-- Begin --

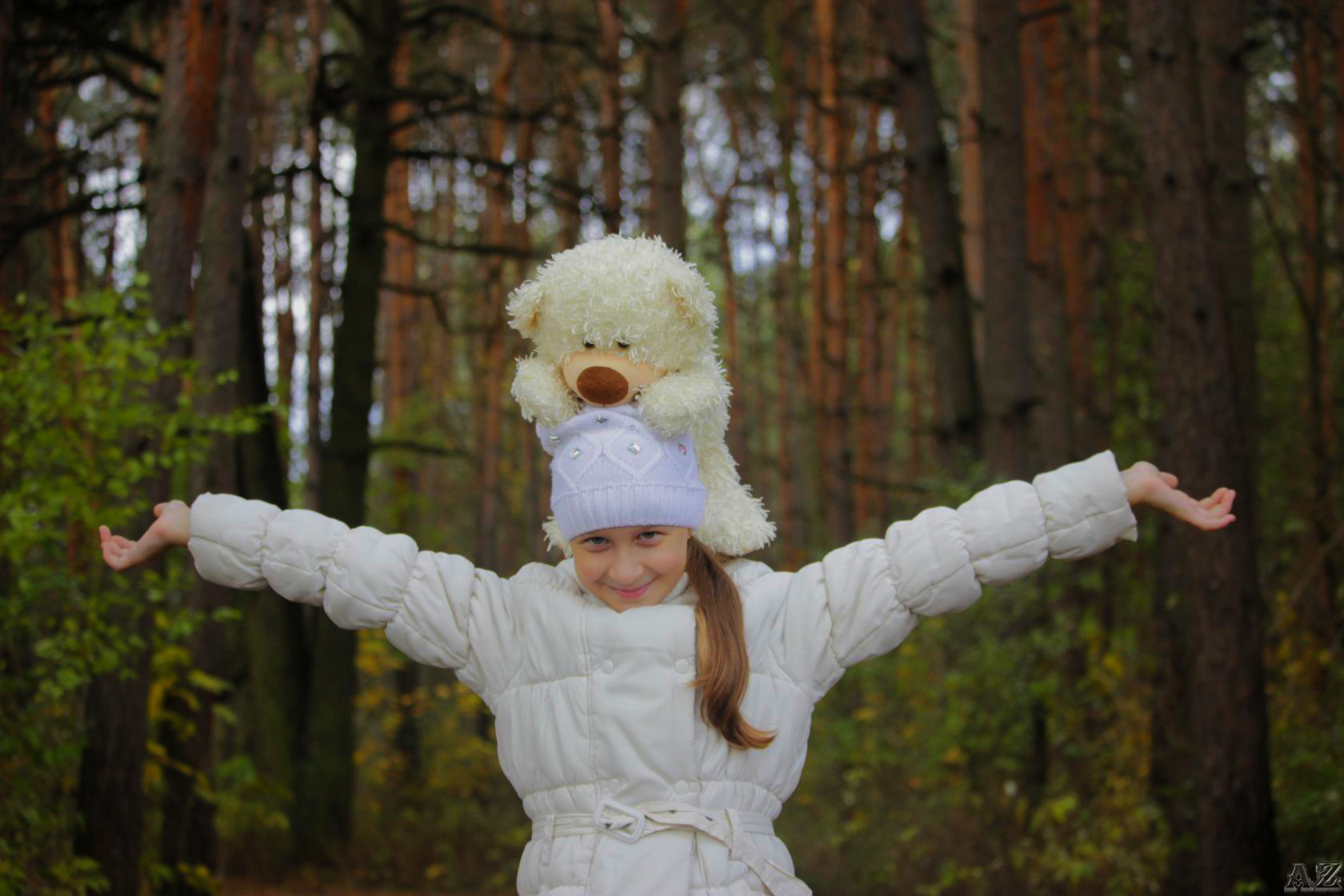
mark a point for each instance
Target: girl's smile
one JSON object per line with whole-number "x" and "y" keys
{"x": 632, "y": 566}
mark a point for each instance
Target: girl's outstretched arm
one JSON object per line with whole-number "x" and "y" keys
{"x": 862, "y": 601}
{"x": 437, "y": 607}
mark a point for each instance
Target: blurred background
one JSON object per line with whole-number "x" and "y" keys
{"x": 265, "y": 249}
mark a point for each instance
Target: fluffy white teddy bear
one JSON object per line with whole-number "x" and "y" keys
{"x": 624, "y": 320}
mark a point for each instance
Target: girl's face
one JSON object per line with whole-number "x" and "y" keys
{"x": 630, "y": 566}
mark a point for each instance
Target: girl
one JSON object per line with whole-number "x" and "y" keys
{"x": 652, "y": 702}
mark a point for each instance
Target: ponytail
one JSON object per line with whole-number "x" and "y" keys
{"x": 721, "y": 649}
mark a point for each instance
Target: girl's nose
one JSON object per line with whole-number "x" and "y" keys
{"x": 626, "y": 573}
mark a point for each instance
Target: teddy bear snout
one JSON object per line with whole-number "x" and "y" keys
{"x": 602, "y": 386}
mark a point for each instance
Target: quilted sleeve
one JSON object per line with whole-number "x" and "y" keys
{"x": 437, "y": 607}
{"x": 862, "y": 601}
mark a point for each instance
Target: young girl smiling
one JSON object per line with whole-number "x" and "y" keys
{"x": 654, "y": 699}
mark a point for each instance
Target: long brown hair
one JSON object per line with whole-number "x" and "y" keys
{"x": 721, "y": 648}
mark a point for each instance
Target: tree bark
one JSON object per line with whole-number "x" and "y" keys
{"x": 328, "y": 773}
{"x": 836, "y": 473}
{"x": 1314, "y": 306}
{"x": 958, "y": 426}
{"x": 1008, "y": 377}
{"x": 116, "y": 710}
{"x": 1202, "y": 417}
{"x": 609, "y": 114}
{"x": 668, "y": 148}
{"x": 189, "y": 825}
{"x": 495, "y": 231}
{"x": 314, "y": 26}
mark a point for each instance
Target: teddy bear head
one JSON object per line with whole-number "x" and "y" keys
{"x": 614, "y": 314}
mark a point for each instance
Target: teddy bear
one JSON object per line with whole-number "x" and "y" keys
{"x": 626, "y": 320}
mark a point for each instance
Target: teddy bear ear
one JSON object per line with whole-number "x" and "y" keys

-- End --

● Given instruction
Any pictures should be dropped; transcribe the rest of the records above exactly.

● Solution
mark a point for each instance
Target: girl's smile
one JSON object per line with whole-number "x" and "y" keys
{"x": 632, "y": 566}
mark a point for each instance
Target: girl's outstretched arm
one JSON object per line with whole-number "x" and "y" keys
{"x": 862, "y": 601}
{"x": 437, "y": 607}
mark a point for each instance
Target: blurred background
one JSON object per line with whole-number "x" and "y" keys
{"x": 265, "y": 249}
mark a point for each instance
Target: fluffy white teddy bear
one JSON object per line with whole-number "x" and "y" keys
{"x": 624, "y": 320}
mark a point for each instance
Target: girl's face
one JSON object per line with whole-number "x" and "y" keys
{"x": 630, "y": 566}
mark a point for each instance
Target: girl
one JSON object per line with whole-number "x" and "y" keys
{"x": 652, "y": 702}
mark a point for each instance
Target: ponytail
one JSON object per line with whole-number "x" and "y" keys
{"x": 721, "y": 649}
mark a point for each instance
Target: girl's nose
one JSON object per line with whole-number "x" and "y" keys
{"x": 626, "y": 573}
mark a point for each instance
Target: teddy bear snout
one JSON object per line with whole-number "x" and "y" keys
{"x": 602, "y": 386}
mark a point for each instance
Target: quilted sleeve
one JSON object per line with whole-number "x" and "y" keys
{"x": 437, "y": 607}
{"x": 862, "y": 601}
mark a point for each instance
Target: young girl smiling
one JSON object per line with whole-number "x" and "y" keys
{"x": 654, "y": 699}
mark a point for each instance
Target: long brown hair
one JSON object per line with whole-number "x" and "y" keys
{"x": 721, "y": 648}
mark a point for each instance
Target: tree bark
one JSON object per line with whole-number "x" and "y" keys
{"x": 328, "y": 773}
{"x": 836, "y": 473}
{"x": 1314, "y": 306}
{"x": 958, "y": 426}
{"x": 1008, "y": 377}
{"x": 116, "y": 710}
{"x": 1202, "y": 417}
{"x": 609, "y": 114}
{"x": 668, "y": 148}
{"x": 189, "y": 825}
{"x": 495, "y": 231}
{"x": 314, "y": 26}
mark a point for each instance
Target: teddy bear head
one JSON object per line with whole-number "x" and "y" keys
{"x": 614, "y": 314}
mark a point for each instance
Target: teddy bear
one JSON object per line with whole-number "x" and "y" keys
{"x": 626, "y": 320}
mark a point for each instance
Target: teddy bear ear
one JSON object per line with whole-number "x" and "y" keys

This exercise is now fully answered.